╭─ Data in this exercise

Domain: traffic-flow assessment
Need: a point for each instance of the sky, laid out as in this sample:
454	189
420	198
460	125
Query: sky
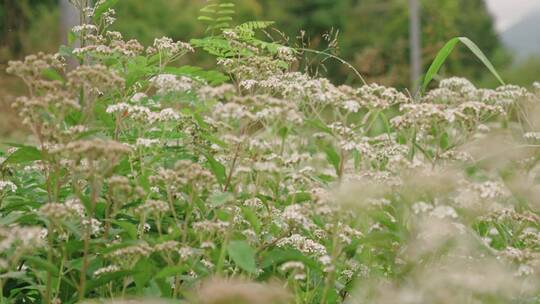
508	12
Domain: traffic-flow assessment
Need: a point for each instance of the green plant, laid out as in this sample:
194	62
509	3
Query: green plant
147	178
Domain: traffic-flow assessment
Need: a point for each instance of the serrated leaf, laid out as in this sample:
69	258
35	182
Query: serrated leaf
51	74
243	255
447	49
23	154
220	198
101	9
217	168
170	271
333	157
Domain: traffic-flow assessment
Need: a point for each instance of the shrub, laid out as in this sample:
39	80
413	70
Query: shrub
145	179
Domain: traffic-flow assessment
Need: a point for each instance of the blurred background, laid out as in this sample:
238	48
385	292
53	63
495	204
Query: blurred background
373	35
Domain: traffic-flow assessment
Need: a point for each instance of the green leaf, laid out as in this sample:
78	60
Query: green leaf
42	264
217	168
333	157
107	4
205	18
145	271
243	255
278	256
128	227
170	271
94	283
444	141
24	154
220	198
445	51
51	74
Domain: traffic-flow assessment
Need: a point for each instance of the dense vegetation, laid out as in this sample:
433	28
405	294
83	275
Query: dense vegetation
370	34
252	182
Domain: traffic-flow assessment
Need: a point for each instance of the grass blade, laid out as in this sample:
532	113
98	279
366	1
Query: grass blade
447	49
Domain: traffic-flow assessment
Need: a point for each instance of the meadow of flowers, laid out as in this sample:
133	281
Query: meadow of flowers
257	183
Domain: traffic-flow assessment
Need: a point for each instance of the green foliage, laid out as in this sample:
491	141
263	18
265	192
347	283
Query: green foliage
443	54
147	177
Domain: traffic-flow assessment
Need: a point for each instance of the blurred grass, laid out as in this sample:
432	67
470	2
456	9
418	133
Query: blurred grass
11	128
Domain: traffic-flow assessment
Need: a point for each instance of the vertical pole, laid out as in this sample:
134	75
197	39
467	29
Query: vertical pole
415	44
69	17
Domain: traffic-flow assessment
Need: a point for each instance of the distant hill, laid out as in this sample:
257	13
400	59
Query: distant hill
524	37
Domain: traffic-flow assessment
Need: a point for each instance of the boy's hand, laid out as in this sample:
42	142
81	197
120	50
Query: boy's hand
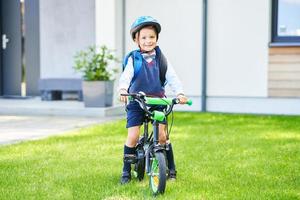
182	99
123	98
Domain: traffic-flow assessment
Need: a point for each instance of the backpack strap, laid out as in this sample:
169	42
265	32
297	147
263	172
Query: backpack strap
137	60
163	65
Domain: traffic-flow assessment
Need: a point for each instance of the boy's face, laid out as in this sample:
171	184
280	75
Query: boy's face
147	39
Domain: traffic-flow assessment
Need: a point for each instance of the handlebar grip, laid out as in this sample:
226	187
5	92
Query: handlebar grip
189	102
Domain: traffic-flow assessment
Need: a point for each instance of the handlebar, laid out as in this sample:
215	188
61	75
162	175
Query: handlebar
145	101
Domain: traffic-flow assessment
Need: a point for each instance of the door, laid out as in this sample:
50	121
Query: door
11	73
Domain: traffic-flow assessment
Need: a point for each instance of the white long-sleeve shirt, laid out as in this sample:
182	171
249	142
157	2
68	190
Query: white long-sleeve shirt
171	77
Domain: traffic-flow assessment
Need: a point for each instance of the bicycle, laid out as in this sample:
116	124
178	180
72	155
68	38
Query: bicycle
150	155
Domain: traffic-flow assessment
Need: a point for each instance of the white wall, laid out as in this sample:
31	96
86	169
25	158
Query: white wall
65	28
238	36
180	38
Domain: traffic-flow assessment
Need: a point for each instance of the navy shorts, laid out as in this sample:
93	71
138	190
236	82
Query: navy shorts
136	115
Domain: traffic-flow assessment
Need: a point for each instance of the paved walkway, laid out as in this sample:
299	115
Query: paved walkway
27	119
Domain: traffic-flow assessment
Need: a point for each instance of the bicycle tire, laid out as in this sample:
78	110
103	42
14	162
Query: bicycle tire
158	177
140	169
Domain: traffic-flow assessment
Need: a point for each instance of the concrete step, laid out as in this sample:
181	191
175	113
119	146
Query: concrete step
36	107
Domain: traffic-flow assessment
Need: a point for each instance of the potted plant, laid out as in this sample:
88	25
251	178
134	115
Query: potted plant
97	74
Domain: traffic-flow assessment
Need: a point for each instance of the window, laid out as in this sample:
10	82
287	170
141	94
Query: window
286	21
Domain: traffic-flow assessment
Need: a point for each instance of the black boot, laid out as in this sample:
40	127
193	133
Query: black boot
126	174
171	163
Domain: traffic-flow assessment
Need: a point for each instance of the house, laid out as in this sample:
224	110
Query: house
232	56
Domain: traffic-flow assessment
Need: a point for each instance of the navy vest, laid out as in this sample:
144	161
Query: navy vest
148	79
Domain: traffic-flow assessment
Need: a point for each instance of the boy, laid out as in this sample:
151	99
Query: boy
144	32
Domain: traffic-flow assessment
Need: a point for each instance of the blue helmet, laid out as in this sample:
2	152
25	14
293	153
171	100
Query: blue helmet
143	21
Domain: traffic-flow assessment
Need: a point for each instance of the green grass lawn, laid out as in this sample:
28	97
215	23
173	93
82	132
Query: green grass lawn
218	156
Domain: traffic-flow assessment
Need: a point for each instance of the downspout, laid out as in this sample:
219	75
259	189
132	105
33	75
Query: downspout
204	57
123	26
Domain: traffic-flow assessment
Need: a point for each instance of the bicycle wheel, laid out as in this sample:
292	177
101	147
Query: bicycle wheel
158	173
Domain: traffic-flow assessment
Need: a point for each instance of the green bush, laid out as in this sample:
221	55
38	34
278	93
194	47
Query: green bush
94	63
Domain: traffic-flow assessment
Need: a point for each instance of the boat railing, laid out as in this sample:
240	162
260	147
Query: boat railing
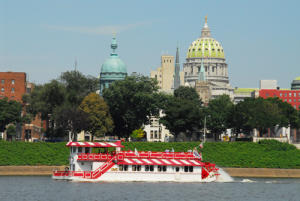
131	154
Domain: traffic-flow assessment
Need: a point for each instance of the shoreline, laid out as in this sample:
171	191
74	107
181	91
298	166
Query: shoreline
234	172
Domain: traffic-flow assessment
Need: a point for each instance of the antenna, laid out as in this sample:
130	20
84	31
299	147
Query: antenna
75	64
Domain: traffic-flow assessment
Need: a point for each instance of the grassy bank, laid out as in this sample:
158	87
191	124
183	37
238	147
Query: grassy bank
266	154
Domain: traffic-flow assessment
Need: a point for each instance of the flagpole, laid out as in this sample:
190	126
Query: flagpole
204	133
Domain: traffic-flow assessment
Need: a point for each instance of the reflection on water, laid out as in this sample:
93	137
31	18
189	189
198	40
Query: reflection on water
29	188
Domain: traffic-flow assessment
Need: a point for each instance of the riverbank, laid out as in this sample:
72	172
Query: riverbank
234	172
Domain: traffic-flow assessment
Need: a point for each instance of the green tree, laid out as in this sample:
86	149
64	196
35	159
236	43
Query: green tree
183	112
99	118
218	115
10	112
131	103
11	131
137	134
78	86
71	119
258	113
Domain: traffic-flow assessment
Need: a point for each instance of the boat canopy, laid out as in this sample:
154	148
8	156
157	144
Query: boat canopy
95	144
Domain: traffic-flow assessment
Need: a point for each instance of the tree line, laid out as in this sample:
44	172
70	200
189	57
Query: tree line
69	105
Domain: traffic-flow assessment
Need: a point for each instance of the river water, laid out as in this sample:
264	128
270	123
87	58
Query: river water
43	188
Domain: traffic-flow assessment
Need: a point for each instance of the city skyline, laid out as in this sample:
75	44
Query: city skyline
260	39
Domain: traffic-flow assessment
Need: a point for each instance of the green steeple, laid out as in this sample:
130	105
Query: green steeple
201	75
113	68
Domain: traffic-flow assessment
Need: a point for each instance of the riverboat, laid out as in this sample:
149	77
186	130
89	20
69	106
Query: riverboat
118	165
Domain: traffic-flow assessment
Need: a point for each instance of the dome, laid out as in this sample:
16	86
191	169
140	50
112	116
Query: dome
296	84
297	78
113	65
205	47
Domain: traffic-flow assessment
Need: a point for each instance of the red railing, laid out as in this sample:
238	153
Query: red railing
131	154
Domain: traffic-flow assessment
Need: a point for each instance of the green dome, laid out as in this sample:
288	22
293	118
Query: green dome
205	47
113	65
297	78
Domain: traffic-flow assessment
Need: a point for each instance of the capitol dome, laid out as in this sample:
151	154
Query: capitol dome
205	47
113	64
296	84
112	69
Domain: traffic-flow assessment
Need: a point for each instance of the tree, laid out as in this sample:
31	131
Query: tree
131	103
183	112
11	131
257	113
99	118
137	134
10	112
78	86
71	119
218	115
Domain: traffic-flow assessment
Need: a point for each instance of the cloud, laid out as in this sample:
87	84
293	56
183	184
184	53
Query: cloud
95	30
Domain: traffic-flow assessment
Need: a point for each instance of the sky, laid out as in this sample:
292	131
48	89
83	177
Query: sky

╰─

Pull out each line in the data above that contains the word "grip", and list them in their original order.

▶ [Completed task]
Need: a point for each instance of the handlebar grip, laid out as in this sample:
Query: handlebar grip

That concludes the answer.